(Input records Opens)

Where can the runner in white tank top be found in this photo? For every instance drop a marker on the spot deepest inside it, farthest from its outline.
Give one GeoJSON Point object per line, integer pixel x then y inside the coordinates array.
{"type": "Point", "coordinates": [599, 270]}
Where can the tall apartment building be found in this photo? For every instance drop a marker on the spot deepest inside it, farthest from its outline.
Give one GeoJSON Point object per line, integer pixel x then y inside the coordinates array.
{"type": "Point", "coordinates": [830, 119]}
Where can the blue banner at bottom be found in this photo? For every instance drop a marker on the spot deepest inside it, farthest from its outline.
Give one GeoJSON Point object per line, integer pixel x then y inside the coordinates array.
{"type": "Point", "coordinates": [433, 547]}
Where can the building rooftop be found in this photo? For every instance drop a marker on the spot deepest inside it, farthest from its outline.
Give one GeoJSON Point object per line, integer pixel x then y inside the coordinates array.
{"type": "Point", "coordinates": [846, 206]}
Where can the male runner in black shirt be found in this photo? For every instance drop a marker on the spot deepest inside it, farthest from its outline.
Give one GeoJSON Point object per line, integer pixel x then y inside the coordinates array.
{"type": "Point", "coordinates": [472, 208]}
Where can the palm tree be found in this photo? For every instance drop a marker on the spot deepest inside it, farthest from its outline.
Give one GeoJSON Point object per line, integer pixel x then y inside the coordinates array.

(Input records Closes)

▶ _Work to be completed_
Give back every entry exactly, with nothing left out.

▶ _Reply to the exercise_
Where can the runner in white tank top be found in this photo? For every instance drop a marker on the spot deepest inside it, farthest from its outline.
Give one GeoJSON Point object per line, integer pixel x then y inside the coordinates array.
{"type": "Point", "coordinates": [599, 270]}
Where can the tall apartment building be found in this photo? For every instance drop a marker on the spot deepest inside it, farthest from its outline.
Give one GeoJSON Point object per line, integer pixel x then y inside the coordinates array.
{"type": "Point", "coordinates": [830, 119]}
Where can the blue banner at bottom be found in this photo? For every instance drop a marker on the spot deepest inside it, farthest from its outline.
Give one GeoJSON Point object per line, integer pixel x then y inside the coordinates array.
{"type": "Point", "coordinates": [433, 547]}
Where can the building rooftop be found in this photo? For every instance drop a marker on the spot deepest inside it, farthest from its outline.
Give one GeoJSON Point object per line, integer pixel x then y inside the coordinates array.
{"type": "Point", "coordinates": [846, 206]}
Where can the male runner in black shirt be found in this photo? For every instance drop a marker on the spot deepest inside it, farthest from its outline.
Give one GeoJSON Point object per line, integer pixel x then y inside the coordinates array.
{"type": "Point", "coordinates": [472, 208]}
Where can the palm tree be found in this photo? For every instance drop a marker on the spot deepest inside it, farthest from its outline.
Give one GeoJSON Point object per line, integer pixel x then y inside the coordinates array.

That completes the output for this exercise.